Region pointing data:
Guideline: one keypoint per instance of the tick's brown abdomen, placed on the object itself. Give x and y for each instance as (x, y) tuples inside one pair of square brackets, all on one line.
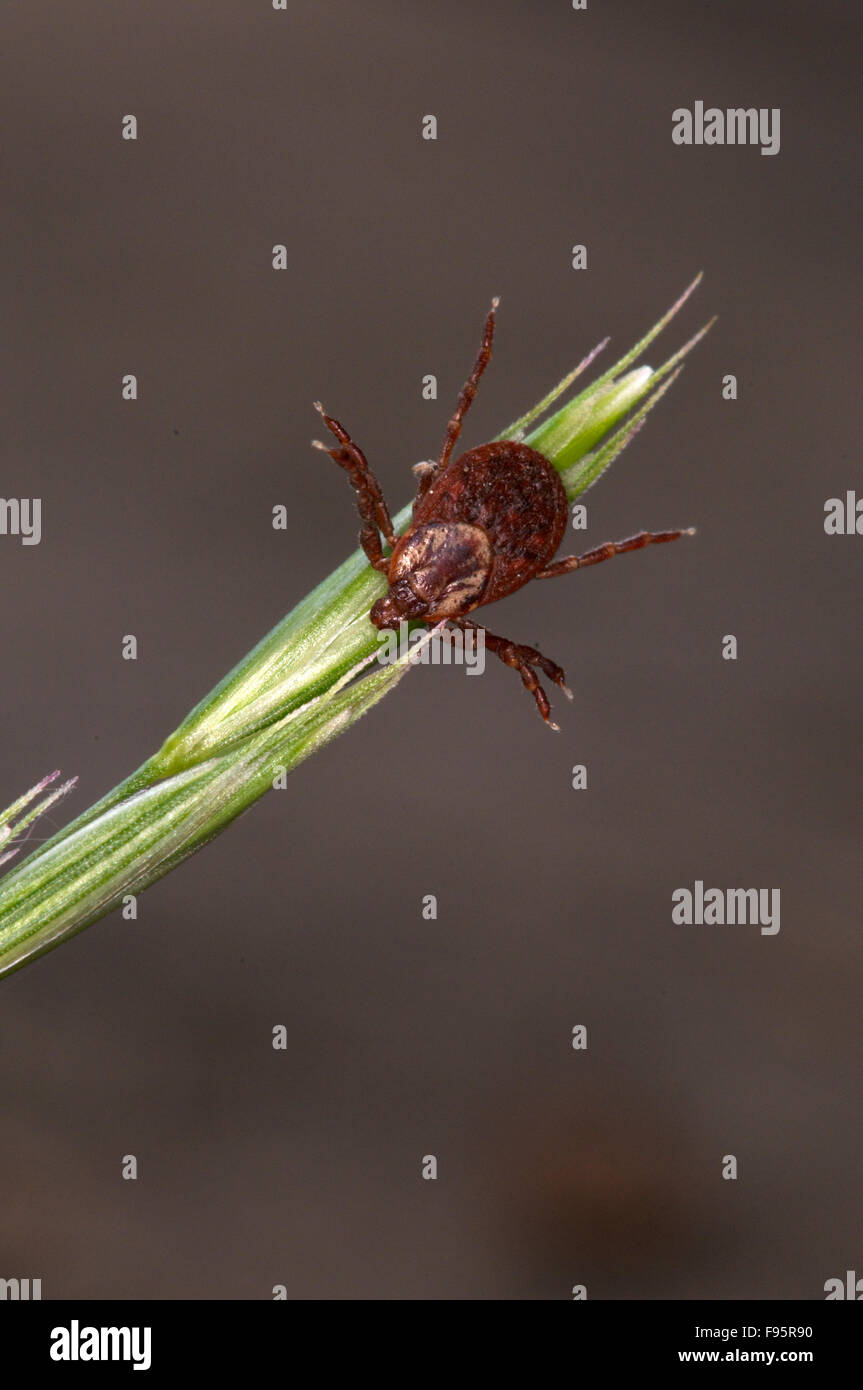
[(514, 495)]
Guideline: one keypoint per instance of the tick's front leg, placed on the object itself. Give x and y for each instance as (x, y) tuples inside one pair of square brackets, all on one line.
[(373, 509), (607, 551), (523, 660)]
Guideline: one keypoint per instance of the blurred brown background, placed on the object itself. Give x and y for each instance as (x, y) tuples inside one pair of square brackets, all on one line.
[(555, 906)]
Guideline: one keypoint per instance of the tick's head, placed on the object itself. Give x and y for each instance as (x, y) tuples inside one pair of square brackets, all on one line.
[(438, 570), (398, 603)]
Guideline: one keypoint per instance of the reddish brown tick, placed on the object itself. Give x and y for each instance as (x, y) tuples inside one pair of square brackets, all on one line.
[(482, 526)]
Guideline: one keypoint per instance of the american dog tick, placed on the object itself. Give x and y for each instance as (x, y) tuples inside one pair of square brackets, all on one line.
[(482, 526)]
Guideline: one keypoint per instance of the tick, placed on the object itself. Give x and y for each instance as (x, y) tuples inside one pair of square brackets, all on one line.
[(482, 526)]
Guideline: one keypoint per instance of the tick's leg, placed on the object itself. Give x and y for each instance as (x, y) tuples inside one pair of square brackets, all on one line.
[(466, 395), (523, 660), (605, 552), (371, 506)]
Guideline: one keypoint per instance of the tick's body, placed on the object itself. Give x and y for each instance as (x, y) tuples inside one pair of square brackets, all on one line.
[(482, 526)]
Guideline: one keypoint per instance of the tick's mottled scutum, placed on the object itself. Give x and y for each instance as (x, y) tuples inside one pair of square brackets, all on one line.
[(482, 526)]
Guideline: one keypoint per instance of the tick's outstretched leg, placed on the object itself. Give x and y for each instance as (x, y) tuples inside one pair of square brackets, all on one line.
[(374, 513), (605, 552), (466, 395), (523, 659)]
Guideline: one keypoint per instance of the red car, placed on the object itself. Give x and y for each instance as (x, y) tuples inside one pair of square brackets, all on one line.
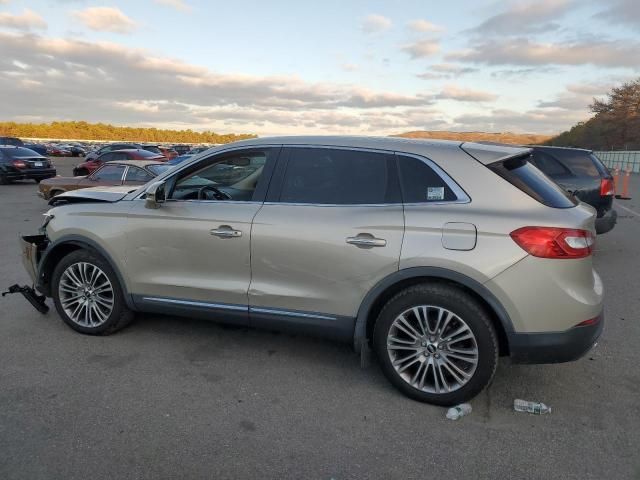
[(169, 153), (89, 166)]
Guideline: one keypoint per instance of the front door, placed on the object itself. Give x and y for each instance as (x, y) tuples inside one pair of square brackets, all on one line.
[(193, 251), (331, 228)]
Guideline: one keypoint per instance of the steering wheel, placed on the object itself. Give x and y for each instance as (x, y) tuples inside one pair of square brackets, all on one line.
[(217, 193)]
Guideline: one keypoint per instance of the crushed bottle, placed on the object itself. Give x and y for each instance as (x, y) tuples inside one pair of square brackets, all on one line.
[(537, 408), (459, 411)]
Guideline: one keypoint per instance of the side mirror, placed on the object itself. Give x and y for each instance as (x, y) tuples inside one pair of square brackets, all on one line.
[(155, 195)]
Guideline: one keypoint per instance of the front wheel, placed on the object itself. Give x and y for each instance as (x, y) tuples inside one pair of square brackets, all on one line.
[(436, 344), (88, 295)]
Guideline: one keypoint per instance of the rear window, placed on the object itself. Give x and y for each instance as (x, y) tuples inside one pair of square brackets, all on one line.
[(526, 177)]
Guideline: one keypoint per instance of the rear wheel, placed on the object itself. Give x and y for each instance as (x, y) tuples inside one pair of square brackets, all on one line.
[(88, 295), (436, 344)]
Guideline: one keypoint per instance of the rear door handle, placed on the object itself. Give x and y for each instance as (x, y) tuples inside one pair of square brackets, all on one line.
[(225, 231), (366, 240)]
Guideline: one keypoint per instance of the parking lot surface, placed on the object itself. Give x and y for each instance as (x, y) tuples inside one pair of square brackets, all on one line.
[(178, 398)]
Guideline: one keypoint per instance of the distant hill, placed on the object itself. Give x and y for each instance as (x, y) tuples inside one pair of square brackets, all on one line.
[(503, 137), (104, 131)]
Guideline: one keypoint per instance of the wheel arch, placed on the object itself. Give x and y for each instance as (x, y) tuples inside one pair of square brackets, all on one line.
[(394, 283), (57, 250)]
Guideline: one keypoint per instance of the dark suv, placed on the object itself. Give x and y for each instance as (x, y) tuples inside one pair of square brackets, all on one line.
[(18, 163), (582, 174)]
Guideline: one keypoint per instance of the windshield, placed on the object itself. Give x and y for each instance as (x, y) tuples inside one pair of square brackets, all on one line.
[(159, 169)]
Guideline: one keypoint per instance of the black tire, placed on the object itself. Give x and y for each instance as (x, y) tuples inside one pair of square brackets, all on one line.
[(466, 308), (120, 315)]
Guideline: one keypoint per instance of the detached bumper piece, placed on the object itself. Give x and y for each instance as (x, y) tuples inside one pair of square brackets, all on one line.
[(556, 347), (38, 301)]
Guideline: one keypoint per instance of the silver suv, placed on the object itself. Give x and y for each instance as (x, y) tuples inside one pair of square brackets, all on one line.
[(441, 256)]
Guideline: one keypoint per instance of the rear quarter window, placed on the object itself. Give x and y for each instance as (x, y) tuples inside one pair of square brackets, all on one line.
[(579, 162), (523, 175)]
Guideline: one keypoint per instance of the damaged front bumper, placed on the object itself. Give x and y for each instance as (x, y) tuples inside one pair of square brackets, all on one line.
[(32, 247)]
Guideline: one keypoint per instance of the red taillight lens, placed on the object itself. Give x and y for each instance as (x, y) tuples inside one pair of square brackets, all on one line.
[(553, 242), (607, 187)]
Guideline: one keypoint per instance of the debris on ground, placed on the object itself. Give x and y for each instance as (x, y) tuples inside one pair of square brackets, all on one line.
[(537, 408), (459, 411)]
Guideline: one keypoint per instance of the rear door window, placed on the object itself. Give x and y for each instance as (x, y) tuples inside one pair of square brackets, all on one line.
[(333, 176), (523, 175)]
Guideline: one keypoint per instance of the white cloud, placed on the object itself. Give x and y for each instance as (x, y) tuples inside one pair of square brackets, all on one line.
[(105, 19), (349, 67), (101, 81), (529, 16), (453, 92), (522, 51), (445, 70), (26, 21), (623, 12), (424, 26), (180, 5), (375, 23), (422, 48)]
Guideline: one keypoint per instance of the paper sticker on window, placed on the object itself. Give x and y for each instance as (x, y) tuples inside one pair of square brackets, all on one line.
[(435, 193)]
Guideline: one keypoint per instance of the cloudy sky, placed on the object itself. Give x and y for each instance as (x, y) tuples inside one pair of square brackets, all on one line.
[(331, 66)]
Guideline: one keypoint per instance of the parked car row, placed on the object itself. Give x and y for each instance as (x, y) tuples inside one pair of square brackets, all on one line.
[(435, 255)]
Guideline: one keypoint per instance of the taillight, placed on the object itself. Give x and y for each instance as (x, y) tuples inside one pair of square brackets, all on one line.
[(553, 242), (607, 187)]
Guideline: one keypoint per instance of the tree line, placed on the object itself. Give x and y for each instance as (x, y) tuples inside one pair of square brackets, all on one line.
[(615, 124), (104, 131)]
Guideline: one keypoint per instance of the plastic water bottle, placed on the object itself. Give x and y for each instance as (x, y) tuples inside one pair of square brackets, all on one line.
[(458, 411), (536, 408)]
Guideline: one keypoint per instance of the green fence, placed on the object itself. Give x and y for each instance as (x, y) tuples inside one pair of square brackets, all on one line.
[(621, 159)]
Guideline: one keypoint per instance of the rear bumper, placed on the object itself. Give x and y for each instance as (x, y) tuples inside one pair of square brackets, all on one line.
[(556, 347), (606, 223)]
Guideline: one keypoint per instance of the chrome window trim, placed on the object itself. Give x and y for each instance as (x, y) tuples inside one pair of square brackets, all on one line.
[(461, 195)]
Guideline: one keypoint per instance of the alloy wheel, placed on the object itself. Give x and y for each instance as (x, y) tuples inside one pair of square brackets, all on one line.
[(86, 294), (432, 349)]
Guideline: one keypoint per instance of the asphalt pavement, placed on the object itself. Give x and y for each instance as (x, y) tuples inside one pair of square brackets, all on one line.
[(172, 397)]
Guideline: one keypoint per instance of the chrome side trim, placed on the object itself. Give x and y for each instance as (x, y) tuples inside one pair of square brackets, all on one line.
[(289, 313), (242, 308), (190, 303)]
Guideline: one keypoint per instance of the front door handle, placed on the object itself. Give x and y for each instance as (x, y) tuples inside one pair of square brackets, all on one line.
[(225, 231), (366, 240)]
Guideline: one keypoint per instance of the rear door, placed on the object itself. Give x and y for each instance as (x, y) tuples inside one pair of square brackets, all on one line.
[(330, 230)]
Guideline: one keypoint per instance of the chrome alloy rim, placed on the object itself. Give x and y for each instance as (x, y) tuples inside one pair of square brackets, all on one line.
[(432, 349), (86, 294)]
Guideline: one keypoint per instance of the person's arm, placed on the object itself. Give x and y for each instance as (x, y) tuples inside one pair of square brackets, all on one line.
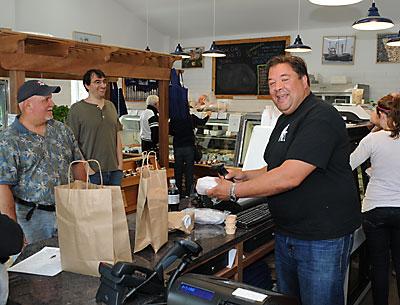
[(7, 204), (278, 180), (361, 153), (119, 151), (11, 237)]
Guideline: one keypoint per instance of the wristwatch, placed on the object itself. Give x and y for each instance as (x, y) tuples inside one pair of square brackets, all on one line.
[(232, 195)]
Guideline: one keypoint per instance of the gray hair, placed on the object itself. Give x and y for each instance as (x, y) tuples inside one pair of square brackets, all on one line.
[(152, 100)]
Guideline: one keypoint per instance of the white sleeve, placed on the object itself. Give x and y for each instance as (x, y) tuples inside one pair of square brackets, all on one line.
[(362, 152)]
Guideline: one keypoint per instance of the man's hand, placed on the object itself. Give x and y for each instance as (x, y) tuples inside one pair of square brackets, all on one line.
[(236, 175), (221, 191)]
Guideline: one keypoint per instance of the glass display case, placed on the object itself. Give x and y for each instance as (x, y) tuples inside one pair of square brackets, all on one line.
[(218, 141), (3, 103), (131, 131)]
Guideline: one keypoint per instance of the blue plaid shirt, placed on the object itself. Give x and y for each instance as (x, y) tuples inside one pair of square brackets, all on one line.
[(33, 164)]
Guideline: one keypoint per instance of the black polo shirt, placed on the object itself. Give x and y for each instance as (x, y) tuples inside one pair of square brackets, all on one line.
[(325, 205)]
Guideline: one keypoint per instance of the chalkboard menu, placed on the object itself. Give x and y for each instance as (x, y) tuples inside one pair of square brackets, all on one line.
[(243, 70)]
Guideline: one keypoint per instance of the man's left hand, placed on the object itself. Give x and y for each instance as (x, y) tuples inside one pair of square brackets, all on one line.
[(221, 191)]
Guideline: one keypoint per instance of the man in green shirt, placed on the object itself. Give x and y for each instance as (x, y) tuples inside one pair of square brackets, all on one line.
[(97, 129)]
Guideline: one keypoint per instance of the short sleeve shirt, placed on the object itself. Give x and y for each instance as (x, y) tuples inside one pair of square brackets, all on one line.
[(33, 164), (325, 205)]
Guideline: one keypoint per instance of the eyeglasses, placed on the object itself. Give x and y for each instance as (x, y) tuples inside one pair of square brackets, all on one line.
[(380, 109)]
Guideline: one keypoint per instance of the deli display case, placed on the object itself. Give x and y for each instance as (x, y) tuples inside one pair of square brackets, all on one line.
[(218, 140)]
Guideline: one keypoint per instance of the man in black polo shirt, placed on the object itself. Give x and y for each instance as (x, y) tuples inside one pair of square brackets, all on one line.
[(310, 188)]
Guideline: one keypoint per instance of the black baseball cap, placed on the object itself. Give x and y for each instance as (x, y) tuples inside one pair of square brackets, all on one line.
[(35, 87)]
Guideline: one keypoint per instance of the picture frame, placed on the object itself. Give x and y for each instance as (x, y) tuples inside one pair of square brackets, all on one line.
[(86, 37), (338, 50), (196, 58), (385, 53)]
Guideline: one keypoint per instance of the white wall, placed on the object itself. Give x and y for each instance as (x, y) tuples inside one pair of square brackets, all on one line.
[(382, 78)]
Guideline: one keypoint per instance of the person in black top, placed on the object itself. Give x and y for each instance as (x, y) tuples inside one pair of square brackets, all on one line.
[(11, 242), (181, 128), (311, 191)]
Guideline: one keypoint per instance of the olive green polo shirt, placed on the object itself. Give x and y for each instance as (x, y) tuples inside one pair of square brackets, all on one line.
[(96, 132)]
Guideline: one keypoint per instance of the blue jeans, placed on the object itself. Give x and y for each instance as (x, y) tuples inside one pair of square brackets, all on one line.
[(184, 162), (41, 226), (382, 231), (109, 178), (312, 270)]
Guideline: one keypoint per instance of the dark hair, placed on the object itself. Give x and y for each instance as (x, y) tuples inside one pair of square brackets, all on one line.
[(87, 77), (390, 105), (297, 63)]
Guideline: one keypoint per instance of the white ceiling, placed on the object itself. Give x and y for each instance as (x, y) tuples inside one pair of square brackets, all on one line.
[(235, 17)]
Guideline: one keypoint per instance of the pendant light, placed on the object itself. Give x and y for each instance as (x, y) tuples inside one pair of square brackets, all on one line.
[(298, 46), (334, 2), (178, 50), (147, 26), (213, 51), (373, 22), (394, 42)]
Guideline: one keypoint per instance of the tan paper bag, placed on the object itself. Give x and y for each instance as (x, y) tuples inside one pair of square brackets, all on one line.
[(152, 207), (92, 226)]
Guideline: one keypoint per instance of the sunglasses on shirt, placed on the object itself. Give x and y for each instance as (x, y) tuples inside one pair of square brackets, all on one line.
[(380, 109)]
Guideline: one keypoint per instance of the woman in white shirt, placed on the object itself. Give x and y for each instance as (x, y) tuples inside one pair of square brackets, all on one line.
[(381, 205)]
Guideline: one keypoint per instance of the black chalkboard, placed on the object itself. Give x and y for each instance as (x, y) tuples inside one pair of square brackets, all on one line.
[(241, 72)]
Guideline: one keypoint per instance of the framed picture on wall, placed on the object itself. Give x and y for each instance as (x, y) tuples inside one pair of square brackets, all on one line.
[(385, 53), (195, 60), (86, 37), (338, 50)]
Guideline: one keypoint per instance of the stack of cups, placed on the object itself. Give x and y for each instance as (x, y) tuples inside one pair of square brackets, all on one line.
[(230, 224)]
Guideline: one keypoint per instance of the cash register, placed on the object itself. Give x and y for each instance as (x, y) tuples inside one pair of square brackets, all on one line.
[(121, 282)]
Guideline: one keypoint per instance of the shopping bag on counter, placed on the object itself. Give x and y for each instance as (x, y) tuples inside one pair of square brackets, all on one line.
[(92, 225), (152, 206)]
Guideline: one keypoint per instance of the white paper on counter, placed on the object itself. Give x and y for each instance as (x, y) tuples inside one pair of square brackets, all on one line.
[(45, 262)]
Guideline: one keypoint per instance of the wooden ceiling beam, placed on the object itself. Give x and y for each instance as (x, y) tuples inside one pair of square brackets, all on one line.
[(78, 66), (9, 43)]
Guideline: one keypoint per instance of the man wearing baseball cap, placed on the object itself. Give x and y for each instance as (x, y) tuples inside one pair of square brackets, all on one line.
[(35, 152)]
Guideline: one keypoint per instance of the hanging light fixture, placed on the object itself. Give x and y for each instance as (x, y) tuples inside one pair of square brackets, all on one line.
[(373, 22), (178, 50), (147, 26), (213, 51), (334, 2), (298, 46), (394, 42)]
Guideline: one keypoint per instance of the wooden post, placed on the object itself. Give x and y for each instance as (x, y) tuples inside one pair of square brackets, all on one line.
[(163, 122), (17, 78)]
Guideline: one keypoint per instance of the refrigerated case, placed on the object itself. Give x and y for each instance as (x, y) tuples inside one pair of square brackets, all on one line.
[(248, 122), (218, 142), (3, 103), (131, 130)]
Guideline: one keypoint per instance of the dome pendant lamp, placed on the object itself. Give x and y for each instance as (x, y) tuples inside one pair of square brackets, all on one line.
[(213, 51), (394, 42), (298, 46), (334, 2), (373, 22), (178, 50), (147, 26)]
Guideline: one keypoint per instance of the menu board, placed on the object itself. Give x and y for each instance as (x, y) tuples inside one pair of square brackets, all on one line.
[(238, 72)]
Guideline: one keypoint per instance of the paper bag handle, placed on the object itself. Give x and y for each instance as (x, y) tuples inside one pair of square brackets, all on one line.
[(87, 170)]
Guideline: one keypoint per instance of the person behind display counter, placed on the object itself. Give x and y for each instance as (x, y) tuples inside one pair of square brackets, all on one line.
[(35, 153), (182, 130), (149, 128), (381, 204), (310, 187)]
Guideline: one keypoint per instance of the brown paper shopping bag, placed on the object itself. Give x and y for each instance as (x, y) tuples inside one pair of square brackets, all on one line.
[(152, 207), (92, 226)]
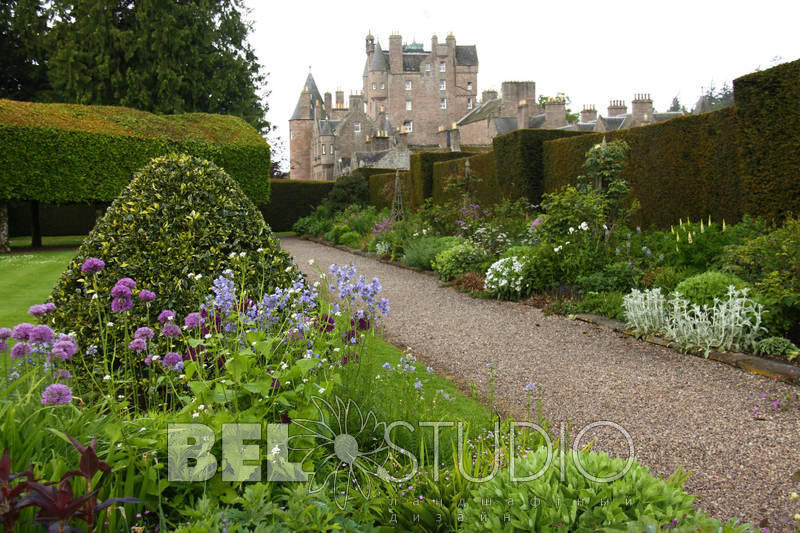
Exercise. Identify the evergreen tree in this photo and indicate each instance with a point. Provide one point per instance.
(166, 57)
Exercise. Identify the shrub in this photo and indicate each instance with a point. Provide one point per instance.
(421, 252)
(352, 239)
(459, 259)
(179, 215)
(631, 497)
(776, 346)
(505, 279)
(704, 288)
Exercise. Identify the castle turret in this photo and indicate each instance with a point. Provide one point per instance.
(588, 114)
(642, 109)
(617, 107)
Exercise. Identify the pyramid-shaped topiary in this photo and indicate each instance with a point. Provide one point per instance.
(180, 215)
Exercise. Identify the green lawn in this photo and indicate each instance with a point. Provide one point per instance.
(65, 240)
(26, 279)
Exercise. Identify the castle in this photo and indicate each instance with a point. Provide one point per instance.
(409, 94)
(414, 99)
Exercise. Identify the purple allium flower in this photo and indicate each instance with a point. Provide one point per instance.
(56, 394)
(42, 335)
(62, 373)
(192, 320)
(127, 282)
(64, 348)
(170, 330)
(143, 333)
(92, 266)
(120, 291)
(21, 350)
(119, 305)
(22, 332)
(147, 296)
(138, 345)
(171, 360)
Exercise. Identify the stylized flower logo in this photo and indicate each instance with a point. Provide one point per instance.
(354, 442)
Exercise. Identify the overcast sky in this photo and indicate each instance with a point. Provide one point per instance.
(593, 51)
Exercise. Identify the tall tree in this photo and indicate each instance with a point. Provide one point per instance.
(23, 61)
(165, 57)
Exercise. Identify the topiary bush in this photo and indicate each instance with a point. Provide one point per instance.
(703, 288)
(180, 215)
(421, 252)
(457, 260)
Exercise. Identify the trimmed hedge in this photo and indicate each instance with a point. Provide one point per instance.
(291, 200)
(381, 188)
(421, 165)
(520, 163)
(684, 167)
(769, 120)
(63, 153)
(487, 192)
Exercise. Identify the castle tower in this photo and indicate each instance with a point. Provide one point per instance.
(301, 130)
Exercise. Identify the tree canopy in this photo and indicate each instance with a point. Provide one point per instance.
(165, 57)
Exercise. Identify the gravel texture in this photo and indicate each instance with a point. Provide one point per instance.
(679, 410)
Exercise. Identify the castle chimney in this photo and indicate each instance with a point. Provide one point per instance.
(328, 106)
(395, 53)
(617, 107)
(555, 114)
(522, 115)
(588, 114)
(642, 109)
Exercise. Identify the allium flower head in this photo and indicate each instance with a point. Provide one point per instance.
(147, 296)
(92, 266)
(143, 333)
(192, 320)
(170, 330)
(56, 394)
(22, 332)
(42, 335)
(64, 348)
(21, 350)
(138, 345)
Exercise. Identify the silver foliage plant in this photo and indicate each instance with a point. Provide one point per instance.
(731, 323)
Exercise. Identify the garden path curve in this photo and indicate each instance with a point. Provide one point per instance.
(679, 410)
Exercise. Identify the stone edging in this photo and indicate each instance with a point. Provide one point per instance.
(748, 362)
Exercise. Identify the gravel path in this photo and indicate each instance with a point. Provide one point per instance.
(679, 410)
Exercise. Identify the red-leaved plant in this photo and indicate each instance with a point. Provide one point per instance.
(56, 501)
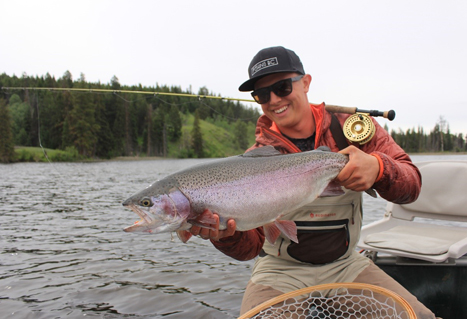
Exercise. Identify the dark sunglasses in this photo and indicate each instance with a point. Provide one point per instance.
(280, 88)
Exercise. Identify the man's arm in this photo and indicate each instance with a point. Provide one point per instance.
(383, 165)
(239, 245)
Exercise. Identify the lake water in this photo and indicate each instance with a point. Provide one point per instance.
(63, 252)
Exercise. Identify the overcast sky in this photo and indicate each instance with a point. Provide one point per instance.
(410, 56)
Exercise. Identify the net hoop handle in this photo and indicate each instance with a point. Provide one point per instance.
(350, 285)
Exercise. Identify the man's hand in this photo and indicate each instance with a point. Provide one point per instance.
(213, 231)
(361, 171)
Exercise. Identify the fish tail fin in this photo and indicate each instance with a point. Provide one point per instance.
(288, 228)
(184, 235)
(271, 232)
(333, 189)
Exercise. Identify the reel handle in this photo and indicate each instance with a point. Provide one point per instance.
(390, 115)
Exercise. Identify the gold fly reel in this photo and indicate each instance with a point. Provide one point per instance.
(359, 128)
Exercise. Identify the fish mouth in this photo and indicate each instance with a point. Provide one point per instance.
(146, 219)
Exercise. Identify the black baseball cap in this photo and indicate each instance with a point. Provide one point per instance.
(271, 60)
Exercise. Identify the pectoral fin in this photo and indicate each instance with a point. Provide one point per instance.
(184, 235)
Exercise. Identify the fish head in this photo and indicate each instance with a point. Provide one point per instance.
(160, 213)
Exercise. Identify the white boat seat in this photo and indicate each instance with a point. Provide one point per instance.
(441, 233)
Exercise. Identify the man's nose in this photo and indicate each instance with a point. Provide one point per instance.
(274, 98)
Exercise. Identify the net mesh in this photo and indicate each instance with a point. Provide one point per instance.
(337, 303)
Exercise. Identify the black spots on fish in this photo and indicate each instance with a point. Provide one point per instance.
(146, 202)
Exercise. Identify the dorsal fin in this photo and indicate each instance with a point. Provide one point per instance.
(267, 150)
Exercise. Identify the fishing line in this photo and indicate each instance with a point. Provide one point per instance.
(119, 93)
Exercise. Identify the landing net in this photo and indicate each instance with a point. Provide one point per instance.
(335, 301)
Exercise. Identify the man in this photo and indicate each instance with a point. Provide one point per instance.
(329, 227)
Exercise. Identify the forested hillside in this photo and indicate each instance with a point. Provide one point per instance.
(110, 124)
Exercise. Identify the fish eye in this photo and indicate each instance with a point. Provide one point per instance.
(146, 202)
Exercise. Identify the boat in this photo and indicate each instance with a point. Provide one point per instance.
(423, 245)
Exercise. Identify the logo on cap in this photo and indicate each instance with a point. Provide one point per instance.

### Task description
Exactly reproduce the lines that run from the line with "Exercise. Identify the fishing" through the last line of the records, inclusive.

### Final answer
Exercise. Identify the fishing line in this photo and indicate each instance with a point. Provide one point per instance.
(119, 93)
Exercise. Identify the landing net in this photo and indicate each instance with a point. Provide one point per instance.
(335, 301)
Exercise. Identify the man in this photo and indicate each instance with a point. Provide one point per instance.
(329, 227)
Exercise. Identify the forested hillside in this photo and indicate each instance with a point. Provide one point per instance.
(110, 124)
Exercise. Identify the fish eye in this photo and indicate each instance with a point. Provide one point per instance.
(146, 202)
Exercise. Identify the boat in this photo and indicate each instance with a point. Provide one point per instance.
(423, 245)
Exercise. Identify the logo on cap in this photo and indicate each instance with a point. Provide one point per instance.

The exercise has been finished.